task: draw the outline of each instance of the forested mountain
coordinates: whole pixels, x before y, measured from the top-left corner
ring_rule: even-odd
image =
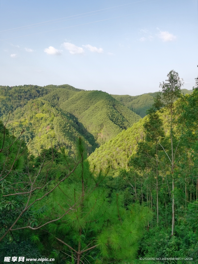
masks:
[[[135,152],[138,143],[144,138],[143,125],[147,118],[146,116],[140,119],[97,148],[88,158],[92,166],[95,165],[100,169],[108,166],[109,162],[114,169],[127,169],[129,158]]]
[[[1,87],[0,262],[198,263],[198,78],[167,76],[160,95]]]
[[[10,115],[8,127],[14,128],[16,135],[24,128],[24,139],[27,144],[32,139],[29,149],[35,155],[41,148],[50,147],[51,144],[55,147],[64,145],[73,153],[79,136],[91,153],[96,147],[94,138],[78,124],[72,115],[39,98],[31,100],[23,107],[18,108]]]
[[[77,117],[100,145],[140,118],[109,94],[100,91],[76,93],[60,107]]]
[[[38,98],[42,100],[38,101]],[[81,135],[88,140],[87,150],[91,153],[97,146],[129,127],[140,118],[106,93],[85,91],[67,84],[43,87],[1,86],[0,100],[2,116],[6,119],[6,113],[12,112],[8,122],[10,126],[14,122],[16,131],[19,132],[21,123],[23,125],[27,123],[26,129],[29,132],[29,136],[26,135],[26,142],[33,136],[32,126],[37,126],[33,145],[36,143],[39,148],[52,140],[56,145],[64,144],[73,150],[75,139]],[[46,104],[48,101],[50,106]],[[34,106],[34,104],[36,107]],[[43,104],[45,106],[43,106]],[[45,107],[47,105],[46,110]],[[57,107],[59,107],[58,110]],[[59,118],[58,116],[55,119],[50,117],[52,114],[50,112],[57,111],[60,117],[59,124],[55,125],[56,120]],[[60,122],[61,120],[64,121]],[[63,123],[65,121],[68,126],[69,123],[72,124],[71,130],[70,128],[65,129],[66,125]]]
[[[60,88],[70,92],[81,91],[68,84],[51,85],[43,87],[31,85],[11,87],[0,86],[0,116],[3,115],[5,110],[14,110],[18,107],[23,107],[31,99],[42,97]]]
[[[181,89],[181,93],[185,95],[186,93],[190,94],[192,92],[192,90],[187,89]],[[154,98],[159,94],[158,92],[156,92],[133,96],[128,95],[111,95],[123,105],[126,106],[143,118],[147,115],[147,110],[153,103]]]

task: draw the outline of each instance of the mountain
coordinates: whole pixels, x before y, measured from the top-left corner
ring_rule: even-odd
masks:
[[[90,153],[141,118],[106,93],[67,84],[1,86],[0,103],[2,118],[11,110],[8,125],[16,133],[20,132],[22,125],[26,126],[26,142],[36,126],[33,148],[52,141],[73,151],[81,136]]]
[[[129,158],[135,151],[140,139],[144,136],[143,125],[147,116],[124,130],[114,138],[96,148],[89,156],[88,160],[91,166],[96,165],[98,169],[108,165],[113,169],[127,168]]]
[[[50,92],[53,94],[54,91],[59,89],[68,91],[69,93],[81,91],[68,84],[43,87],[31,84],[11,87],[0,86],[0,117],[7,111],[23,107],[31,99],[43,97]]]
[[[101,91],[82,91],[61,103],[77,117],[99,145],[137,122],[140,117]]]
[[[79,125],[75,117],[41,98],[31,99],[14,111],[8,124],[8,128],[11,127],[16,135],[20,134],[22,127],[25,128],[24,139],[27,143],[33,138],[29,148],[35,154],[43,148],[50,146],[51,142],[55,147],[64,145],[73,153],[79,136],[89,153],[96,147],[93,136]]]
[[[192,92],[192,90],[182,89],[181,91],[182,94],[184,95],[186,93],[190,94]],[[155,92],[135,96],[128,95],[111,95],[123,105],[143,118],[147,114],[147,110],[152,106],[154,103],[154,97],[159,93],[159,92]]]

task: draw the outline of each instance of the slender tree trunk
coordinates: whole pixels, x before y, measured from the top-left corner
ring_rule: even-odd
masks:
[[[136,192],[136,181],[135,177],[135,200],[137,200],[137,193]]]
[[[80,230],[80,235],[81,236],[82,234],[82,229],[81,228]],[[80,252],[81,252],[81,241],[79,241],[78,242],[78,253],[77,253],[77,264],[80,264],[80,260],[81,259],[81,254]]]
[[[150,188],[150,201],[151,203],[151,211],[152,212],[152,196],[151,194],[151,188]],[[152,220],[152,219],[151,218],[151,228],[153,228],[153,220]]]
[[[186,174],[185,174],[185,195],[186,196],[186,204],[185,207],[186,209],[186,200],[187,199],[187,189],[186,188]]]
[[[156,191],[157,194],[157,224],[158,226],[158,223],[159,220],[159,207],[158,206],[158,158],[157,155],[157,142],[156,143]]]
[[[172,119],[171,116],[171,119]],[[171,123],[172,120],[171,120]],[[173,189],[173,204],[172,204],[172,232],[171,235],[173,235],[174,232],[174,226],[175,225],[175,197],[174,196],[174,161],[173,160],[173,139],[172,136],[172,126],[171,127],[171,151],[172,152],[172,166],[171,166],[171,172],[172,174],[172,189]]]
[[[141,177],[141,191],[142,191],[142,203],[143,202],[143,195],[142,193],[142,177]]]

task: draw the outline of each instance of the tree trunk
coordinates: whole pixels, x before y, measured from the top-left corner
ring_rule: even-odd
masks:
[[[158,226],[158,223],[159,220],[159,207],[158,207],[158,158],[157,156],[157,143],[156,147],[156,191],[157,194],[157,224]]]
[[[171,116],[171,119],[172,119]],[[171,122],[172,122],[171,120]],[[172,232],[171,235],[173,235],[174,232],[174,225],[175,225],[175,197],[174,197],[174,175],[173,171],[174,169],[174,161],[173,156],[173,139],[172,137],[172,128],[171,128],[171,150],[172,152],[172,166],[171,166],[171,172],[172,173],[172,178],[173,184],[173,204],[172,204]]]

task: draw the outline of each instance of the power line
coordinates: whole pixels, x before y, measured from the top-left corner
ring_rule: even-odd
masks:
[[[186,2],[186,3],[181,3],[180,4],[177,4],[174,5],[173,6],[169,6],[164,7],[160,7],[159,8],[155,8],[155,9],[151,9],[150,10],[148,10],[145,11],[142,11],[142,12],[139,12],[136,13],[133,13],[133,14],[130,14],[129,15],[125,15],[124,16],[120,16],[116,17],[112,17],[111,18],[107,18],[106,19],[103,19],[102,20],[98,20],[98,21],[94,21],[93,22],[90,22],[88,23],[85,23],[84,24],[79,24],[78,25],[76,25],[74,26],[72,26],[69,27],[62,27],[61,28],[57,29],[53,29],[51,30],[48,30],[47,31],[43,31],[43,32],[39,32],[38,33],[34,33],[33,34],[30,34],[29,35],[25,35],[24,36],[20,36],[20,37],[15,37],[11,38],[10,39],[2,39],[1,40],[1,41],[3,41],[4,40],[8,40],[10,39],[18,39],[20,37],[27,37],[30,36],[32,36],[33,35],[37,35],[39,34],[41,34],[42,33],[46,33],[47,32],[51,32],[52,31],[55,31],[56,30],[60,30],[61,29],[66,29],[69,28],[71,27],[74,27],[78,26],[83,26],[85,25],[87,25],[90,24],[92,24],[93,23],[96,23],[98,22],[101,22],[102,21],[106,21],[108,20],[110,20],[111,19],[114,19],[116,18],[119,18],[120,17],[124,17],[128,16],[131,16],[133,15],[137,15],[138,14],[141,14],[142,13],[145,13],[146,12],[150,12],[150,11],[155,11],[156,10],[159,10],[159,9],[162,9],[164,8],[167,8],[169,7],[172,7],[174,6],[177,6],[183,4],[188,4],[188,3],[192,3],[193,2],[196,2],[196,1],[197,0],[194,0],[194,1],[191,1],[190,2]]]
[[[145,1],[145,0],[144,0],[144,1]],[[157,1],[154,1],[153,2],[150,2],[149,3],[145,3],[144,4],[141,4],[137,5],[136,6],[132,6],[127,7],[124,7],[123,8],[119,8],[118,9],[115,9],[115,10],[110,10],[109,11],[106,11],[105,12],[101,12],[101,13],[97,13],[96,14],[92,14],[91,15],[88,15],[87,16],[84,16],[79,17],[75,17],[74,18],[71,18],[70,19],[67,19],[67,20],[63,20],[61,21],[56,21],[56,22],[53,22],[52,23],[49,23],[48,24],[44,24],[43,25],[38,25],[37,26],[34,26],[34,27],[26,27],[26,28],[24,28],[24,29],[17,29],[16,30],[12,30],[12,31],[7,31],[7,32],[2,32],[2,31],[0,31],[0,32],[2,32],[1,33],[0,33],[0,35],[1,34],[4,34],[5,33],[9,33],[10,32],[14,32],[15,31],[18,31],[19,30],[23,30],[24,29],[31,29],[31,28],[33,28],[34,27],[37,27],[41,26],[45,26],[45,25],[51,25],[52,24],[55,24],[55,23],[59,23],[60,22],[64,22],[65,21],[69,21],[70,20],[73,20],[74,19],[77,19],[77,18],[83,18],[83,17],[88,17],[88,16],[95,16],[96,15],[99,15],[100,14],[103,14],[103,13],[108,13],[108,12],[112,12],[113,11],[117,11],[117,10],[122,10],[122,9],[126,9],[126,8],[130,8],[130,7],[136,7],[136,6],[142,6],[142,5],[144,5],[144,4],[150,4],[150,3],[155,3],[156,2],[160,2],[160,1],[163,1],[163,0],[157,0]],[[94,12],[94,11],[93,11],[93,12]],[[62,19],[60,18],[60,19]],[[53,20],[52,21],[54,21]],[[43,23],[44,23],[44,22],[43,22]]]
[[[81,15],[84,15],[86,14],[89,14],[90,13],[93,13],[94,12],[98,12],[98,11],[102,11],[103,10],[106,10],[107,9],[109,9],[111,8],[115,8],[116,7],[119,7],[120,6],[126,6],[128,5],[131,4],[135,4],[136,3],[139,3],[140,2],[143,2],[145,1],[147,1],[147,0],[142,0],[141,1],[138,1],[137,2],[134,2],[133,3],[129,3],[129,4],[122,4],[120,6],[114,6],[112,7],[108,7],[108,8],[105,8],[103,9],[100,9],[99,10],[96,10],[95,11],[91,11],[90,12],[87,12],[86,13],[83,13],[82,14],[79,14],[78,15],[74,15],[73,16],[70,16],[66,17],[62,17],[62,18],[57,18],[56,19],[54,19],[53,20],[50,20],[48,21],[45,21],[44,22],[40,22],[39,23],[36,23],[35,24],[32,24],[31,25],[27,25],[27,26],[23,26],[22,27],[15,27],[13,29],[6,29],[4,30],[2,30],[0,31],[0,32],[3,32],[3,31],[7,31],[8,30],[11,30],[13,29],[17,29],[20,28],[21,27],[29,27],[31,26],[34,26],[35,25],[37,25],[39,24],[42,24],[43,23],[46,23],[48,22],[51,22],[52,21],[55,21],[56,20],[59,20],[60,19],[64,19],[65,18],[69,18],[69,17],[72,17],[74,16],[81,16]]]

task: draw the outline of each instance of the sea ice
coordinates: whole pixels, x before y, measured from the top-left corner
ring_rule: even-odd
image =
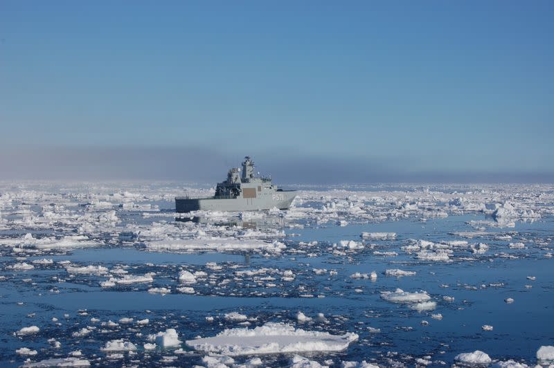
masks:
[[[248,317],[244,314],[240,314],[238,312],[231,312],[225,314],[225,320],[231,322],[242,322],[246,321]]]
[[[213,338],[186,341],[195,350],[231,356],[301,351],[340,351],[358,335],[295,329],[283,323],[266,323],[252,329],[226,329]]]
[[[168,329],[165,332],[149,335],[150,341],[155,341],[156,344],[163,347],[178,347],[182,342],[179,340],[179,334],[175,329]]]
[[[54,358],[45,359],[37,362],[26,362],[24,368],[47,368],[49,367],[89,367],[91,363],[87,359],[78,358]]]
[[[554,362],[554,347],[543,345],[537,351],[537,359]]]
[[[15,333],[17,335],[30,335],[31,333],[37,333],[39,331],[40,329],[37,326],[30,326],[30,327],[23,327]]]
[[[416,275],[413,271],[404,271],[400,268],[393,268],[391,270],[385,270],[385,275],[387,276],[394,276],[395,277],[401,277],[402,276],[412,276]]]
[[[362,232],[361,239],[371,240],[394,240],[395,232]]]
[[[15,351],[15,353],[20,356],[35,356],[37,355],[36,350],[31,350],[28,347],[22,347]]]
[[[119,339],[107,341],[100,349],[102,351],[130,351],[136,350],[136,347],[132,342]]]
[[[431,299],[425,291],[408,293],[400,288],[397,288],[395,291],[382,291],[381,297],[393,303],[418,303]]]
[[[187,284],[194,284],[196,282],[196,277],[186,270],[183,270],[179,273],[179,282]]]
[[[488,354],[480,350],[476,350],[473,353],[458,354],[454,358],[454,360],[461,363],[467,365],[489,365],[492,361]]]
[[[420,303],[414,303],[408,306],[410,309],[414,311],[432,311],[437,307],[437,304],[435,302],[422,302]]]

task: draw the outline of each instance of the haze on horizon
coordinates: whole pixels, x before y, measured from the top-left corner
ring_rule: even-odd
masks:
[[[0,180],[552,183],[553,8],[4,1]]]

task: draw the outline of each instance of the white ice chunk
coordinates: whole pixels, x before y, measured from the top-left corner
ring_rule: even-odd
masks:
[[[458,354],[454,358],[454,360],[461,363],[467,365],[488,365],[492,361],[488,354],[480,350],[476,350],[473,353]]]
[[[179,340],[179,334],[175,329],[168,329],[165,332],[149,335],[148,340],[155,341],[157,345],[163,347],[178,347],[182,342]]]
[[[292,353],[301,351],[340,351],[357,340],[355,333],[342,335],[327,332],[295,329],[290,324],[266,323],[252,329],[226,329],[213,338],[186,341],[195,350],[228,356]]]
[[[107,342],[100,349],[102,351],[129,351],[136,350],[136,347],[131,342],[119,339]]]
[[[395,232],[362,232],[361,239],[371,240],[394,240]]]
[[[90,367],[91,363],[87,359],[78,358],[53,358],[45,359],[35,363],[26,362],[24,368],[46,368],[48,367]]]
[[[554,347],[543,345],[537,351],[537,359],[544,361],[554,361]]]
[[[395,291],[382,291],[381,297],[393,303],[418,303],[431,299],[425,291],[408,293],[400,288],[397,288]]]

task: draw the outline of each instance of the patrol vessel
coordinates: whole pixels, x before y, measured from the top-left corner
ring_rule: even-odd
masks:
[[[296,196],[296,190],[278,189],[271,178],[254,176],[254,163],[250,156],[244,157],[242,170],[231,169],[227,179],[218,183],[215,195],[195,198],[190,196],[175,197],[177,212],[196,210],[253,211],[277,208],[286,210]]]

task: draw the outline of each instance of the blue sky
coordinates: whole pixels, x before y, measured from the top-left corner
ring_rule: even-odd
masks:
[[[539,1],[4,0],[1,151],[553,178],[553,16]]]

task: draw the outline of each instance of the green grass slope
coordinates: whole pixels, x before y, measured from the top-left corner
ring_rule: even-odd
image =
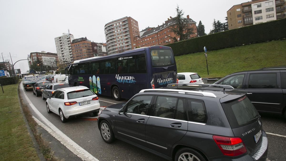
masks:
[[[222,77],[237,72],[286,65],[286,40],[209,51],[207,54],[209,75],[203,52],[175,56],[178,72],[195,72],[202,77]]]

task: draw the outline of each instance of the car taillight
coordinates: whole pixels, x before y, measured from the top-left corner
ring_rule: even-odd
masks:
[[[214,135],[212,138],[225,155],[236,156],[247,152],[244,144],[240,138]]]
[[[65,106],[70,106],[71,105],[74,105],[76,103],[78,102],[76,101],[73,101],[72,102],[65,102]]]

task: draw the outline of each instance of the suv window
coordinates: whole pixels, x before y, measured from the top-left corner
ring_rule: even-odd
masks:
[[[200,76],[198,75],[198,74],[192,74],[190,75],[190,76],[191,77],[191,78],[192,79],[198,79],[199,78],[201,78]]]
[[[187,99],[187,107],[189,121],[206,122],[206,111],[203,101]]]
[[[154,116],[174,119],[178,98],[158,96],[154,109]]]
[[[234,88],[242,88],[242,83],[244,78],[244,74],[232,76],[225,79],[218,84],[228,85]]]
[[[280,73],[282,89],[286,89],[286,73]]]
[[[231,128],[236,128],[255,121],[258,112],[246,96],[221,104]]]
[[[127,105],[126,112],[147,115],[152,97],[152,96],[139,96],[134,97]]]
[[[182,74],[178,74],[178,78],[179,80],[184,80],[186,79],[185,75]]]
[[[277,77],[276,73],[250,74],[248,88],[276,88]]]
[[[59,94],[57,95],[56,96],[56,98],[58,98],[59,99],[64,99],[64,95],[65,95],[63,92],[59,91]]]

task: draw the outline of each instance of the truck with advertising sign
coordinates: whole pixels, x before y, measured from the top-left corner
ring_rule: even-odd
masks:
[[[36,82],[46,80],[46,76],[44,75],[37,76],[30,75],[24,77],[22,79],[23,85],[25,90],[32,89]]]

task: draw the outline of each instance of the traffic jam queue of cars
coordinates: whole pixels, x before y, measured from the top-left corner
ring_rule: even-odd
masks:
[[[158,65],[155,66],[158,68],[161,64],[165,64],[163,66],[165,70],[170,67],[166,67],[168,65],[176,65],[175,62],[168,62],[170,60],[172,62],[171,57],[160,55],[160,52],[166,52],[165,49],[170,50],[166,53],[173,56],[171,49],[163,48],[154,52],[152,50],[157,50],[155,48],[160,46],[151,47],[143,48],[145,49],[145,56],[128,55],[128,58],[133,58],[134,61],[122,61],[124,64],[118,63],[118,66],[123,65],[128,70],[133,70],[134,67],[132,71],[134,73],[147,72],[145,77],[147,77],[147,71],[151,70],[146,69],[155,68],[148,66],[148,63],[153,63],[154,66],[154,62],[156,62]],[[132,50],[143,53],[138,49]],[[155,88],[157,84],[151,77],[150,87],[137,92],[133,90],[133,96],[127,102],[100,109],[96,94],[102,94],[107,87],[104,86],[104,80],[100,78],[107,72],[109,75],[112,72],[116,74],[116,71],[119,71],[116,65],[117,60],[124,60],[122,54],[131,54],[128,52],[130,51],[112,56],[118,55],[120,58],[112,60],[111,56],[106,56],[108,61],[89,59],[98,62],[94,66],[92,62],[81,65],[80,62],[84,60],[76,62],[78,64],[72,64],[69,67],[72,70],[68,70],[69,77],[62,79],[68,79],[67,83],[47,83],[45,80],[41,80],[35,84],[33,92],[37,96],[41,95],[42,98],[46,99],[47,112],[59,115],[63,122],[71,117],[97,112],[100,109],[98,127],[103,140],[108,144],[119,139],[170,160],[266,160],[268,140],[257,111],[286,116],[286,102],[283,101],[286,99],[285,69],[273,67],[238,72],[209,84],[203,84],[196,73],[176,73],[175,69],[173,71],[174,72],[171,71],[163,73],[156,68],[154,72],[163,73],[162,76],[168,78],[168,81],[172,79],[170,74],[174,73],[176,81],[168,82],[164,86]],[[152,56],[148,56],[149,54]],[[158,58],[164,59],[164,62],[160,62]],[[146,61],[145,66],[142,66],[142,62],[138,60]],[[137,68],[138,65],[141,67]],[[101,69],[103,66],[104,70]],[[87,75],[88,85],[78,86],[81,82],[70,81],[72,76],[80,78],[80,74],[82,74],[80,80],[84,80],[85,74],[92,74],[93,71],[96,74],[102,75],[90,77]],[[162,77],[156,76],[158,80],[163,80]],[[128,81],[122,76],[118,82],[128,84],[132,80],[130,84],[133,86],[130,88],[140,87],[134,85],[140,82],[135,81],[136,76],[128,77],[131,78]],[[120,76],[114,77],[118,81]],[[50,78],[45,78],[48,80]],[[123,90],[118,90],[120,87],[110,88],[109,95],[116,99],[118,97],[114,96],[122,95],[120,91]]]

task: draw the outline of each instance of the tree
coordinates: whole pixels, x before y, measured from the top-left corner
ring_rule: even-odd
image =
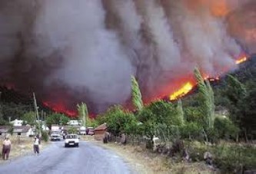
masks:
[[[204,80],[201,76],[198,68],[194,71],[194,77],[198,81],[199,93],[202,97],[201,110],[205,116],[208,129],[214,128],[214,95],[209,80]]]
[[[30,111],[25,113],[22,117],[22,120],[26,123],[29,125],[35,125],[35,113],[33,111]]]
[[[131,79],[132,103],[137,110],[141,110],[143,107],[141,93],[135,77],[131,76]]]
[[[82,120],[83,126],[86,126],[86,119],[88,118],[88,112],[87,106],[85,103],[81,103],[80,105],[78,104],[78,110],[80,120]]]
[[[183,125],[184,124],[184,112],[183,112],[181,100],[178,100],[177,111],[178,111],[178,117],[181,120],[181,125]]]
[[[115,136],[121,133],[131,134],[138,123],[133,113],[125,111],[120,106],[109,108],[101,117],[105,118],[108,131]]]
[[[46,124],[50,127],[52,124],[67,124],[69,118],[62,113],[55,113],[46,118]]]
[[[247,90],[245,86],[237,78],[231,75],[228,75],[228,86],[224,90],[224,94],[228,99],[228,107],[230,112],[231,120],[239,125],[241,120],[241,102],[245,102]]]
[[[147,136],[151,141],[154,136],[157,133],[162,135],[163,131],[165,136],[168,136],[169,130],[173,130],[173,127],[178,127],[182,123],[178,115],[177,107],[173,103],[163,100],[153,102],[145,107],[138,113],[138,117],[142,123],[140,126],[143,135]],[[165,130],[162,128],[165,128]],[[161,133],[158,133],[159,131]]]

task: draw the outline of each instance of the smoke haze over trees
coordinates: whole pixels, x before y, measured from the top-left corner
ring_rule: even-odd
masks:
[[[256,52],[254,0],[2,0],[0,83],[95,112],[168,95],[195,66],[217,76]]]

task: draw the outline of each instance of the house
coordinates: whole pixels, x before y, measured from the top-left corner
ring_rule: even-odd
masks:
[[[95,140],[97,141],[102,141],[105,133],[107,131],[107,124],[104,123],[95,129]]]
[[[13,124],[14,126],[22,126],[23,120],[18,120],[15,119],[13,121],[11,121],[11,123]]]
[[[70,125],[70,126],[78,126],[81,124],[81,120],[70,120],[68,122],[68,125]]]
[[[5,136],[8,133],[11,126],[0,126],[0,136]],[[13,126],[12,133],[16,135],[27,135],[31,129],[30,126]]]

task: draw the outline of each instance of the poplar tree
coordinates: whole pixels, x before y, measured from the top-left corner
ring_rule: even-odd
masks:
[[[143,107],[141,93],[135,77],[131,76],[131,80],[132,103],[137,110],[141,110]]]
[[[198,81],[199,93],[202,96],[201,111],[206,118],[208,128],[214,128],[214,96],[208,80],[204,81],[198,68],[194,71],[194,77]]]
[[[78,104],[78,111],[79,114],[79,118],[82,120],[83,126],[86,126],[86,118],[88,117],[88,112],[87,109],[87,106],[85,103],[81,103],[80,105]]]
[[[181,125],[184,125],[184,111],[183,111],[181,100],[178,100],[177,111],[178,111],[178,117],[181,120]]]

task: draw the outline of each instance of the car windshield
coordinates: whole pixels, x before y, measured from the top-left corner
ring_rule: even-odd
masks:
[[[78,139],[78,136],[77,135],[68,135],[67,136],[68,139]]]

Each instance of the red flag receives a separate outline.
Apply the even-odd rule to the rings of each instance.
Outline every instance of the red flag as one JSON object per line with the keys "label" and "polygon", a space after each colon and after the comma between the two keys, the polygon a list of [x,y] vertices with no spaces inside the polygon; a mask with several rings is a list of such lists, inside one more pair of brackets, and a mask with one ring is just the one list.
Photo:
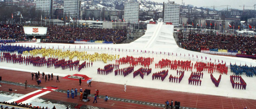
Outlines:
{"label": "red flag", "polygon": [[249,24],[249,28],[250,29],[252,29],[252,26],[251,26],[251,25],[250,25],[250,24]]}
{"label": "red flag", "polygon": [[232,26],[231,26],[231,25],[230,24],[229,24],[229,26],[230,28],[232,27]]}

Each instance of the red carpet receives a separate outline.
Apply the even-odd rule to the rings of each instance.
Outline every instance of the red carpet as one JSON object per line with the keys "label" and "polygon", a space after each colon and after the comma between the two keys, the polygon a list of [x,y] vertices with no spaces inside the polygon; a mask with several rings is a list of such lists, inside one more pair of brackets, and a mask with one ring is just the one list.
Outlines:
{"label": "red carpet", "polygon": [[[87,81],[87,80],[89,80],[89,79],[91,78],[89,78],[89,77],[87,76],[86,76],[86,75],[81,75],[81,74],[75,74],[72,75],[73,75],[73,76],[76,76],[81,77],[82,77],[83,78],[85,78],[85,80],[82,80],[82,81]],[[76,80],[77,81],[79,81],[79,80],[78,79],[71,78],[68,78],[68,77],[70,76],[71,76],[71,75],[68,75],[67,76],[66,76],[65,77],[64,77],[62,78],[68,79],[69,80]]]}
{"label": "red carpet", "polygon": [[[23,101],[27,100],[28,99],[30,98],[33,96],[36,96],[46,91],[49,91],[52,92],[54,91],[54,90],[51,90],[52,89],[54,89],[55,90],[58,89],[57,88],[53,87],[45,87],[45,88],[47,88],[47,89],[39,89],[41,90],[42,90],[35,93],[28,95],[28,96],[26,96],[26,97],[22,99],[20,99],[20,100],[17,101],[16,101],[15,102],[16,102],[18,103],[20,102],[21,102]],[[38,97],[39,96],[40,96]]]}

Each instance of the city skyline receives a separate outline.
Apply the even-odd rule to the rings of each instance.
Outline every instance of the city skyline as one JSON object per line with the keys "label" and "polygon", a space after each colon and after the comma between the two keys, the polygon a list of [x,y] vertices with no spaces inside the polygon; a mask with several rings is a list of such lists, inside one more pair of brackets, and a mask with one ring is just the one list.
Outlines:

• EXERCISE GOAL: Give back the lines above exactly, from the one with "Each instance of the city" through the last line.

• EXERCISE ANSWER:
Each instance of the city skyline receives a separate outline.
Apply the even-odd rule to the rings of each instance.
Outline every instance of the city skyline as one JSON object per line with the keys "label" and "polygon", a space after each colon and after the comma between the two keys, the polygon a list of [x,y] vertices with no spaces inside the polygon; a mask with several rings is a list of such lists, inside one more pair of brackets, and a mask with one ring is just the one list.
Outlines:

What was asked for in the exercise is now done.